-------- DOCUMENT TEXT --------
Salted Caramel Doughnut Holes















Ingredients
2 cups vegetable oil
1 can (16.3 oz) refrigerated biscuits (I use Pillsbury Grands refrigerated biscuits)
½ cup sugar
¾ teaspoon fine sea salt
1 cup caramel dip (from 16-oz container)

Directions
· In deep fryer or 2-quart heavy saucepan, heat oil over medium heat to 350°F. Separate dough into 8 biscuits. Using small round cookie cutter, cut 3 holes out of each biscuit.

· Gently place 3 or 4 doughnut holes in hot oil. Fry on one side until golden brown. Gently turn with tongs; fry until other side is golden brown. Place on cooling rack; cool 2 to 3 minutes.

· Meanwhile, in small bowl, mix sugar and salt; pour onto plate. While doughnut holes are still warm, add to sugar-salt; turn to coat.

· In small microwavable bowl, microwave caramel dip on High about 30 seconds or until warm. Serve doughnut holes with warm caramel dip.

·
Tips

Instead of using a plate, add sugar and salt to a brown paper bag. Add the warm doughnuts to the bag and give them a shake to coat.

Instead of or as well as caramel dip, serve doughnut holes with warm chocolate fudge sauce.
-------- ENTRIES SUPPLIED --------
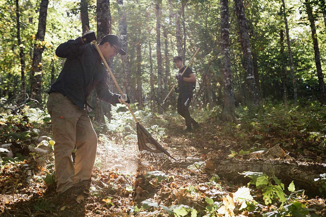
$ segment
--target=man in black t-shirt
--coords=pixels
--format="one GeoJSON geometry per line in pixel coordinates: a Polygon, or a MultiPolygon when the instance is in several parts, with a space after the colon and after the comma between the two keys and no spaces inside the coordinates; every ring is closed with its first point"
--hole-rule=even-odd
{"type": "Polygon", "coordinates": [[[198,127],[198,123],[190,117],[188,110],[190,102],[192,98],[193,83],[196,82],[196,77],[192,73],[191,69],[189,67],[181,75],[186,66],[184,66],[182,58],[181,57],[177,56],[174,57],[173,62],[179,69],[176,76],[178,86],[174,88],[175,91],[179,93],[177,103],[178,113],[185,120],[187,128],[185,131],[190,132],[192,130],[192,125],[194,128],[198,127]]]}

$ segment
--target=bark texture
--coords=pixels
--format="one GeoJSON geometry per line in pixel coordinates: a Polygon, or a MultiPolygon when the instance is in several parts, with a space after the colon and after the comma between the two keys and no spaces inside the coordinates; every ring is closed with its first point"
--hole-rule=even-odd
{"type": "Polygon", "coordinates": [[[298,94],[297,91],[297,84],[295,81],[295,74],[294,73],[294,69],[293,67],[293,55],[292,55],[292,51],[291,49],[291,45],[290,43],[290,37],[289,34],[289,26],[288,25],[288,19],[287,18],[286,13],[285,11],[285,5],[284,0],[282,0],[282,7],[283,7],[283,18],[284,20],[284,23],[285,24],[285,31],[286,35],[286,43],[288,45],[288,50],[289,51],[289,60],[290,64],[290,69],[291,72],[291,75],[292,77],[292,83],[293,84],[293,95],[294,98],[294,104],[297,105],[298,104],[298,94]]]}
{"type": "Polygon", "coordinates": [[[254,74],[252,57],[250,50],[248,25],[242,0],[234,0],[238,23],[240,31],[243,65],[244,69],[244,82],[246,89],[246,103],[254,106],[259,104],[259,100],[254,74]]]}
{"type": "MultiPolygon", "coordinates": [[[[110,1],[109,0],[98,0],[96,6],[96,23],[97,26],[97,41],[100,41],[103,36],[111,33],[111,13],[110,9],[110,1]]],[[[107,61],[108,65],[111,68],[112,60],[107,61]]],[[[112,69],[111,69],[112,70],[112,69]]],[[[111,85],[111,76],[107,72],[108,84],[110,90],[114,92],[113,85],[111,85]]],[[[111,119],[111,104],[106,103],[96,98],[95,104],[95,120],[100,124],[104,122],[104,115],[111,119]]]]}
{"type": "MultiPolygon", "coordinates": [[[[281,55],[281,59],[284,60],[286,58],[284,54],[284,33],[283,30],[281,30],[280,32],[280,51],[281,55]]],[[[285,69],[285,67],[283,61],[281,61],[281,73],[282,75],[283,79],[282,80],[282,84],[283,86],[283,102],[284,104],[284,106],[286,108],[288,107],[288,90],[287,87],[287,76],[286,70],[285,69]]]]}
{"type": "Polygon", "coordinates": [[[315,61],[316,63],[317,70],[317,76],[318,77],[318,83],[319,85],[319,91],[320,93],[321,103],[323,105],[326,105],[326,92],[325,90],[325,83],[324,82],[324,75],[321,70],[321,63],[320,62],[320,55],[319,52],[319,47],[316,32],[316,26],[315,23],[315,18],[312,13],[312,8],[308,0],[305,1],[306,12],[308,15],[308,20],[310,22],[310,27],[311,29],[311,36],[312,37],[312,43],[314,45],[314,50],[315,51],[315,61]]]}
{"type": "Polygon", "coordinates": [[[223,85],[224,87],[224,102],[221,117],[227,121],[235,120],[234,93],[232,84],[230,59],[229,38],[228,0],[221,0],[221,41],[222,48],[223,65],[223,85]]]}
{"type": "Polygon", "coordinates": [[[42,0],[40,5],[37,32],[35,36],[33,61],[30,77],[30,97],[42,102],[42,54],[45,48],[44,44],[49,0],[42,0]]]}
{"type": "Polygon", "coordinates": [[[20,22],[19,18],[19,0],[16,0],[16,21],[17,24],[17,42],[19,46],[19,56],[21,62],[21,82],[22,93],[26,92],[26,87],[25,79],[25,55],[24,53],[23,45],[22,43],[20,36],[20,22]]]}
{"type": "Polygon", "coordinates": [[[123,0],[117,0],[118,12],[119,14],[119,29],[120,34],[119,37],[122,43],[122,49],[127,54],[121,56],[122,62],[122,74],[123,75],[122,83],[122,92],[129,96],[130,99],[133,99],[134,94],[132,90],[132,85],[130,78],[129,68],[129,57],[128,53],[127,42],[127,22],[126,11],[123,5],[123,0]]]}
{"type": "Polygon", "coordinates": [[[89,19],[88,18],[88,0],[81,0],[81,18],[82,32],[86,31],[85,26],[89,29],[89,19]]]}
--------
GIVEN PROBLEM 1
Summarize the doughnut hole recipe in two sentences.
GIVEN PROBLEM 2
From the doughnut hole recipe, write out the passage starting with "Ingredients" and going on through "(from 16-oz container)".
The items have no connection to the doughnut hole recipe.

WRITTEN SOLUTION 1
Holes are cut from refrigerated biscuit dough, fried in oil heated to 350°F until golden brown on both sides, and coated while still warm in a mix of sugar and fine sea salt. The doughnut holes are served with caramel dip warmed in the microwave.

WRITTEN SOLUTION 2
Ingredients
2 cups vegetable oil
1 can (16.3 oz) refrigerated biscuits (I use Pillsbury Grands refrigerated biscuits)
½ cup sugar
¾ teaspoon fine sea salt
1 cup caramel dip (from 16-oz container)